## Text block
********
Colonel Rudolph Abel, the Soviet master spy reported dead in Moscow on Monday (November 15), headed his country's espionage network in the United States for nine years before his betrayal and arrest in 1957.
SV PAN & SV Abel escorted by security men in New York following arrest on espionage charges (2 shots)
GV & CU Sign "U.S. District Court". (2 shots)
SV Abel out of courtroom escorted by security men.
GV Terminal building at West Berlin Airport
LV Powers enters aircraft and escorts walk away
GV Aircraft taxiing
SV Radar scanner
LV Aircraft takes off.
Initials BB/1627 WLW/DW/BB/1703
Script is copyright Reuters Limited. All rights reserved
Background: Colonel Rudolph Abel, the Soviet master spy reported dead in Moscow on Monday (November 15), headed his country's espionage network in the United States for nine years before his betrayal and arrest in 1957. He was sentenced to 30 years imprisonment, but within five years the U.S. exchanged him for U2 spy-pilot Gary Powers--imprisoned in the Soviet Union after his aircraft was shot down during a flight over Soviet territory. This film, compiled from the VISNEWS library, shows Abel being taken to court in New York in 1957, and Powers being flown home from West Berlin Airport in 1962 after his release.
********
## Information supplied
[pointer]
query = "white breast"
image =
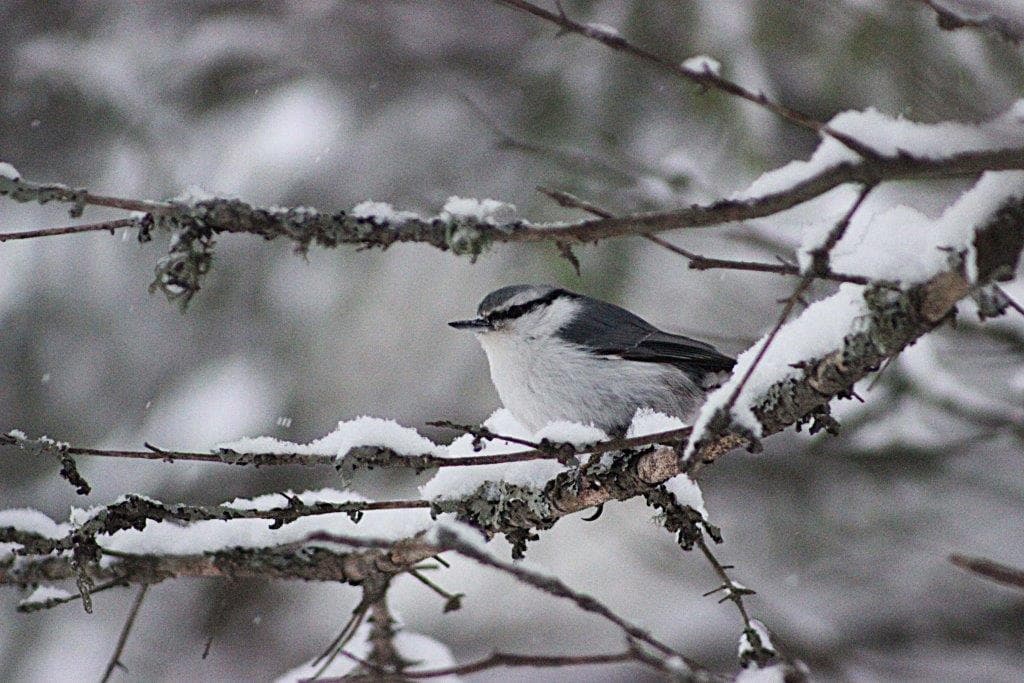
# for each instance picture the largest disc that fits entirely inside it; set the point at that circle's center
********
## Tasks to carry out
1 > Using the Rudolph Abel script, explain in one to three sentences why Gary Powers had been imprisoned in the Soviet Union.
2 > Write out everything in the Rudolph Abel script from "SV Abel out" down to "Aircraft takes off.".
3 > According to the Rudolph Abel script, what prison sentence did Abel receive?

## Exercise solutions
1 > Powers was imprisoned because his aircraft was shot down during a flight over Soviet territory. He was flying as a U2 spy-pilot.

2 >
SV Abel out of courtroom escorted by security men.
GV Terminal building at West Berlin Airport
LV Powers enters aircraft and escorts walk away
GV Aircraft taxiing
SV Radar scanner
LV Aircraft takes off.

3 > He was sentenced to 30 years imprisonment.